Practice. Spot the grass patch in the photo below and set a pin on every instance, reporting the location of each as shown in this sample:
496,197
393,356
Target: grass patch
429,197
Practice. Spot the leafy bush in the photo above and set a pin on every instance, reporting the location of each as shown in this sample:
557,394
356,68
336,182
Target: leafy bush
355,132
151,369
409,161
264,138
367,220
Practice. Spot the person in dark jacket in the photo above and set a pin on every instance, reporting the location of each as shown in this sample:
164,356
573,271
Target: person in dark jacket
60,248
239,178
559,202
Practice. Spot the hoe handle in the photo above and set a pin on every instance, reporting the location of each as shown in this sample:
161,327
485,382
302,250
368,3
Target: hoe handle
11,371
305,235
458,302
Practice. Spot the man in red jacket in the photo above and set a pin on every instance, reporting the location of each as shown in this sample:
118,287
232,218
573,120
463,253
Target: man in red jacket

EXERCISE AIM
Repeat the whole listing above, line for line, without changing anything.

EXPECTED ANSWER
Practice. Spot the grass patch in the photo below and set a pin on every instance, reporting the location of each as shown in this sample:
496,197
393,356
Target: grass patch
429,197
Practice. Spot the leafy bush in the photo above and set a pin on every instance, reporting the location of each as shown in this sample:
557,394
356,68
336,182
Target: leafy bush
355,132
151,369
409,161
264,138
367,220
Practice. Spot the person in dark jacket in the photo above and set a pin on every instance, reporting the location of each as shown in this sample:
164,356
573,271
Target: person in dark jacket
60,248
239,178
559,202
Practice. Spot the hoe handle in the photo above and set a pin on every instance, reporting the location of each as shown in this sample:
161,327
485,382
302,250
368,3
Target: hoe handle
11,371
305,235
458,302
Practice. Spot the man in red jacket in the photo above and set a pin on every instance, reporting the location of each as shown in this sample:
118,287
232,218
573,120
463,253
Target: man in red jacket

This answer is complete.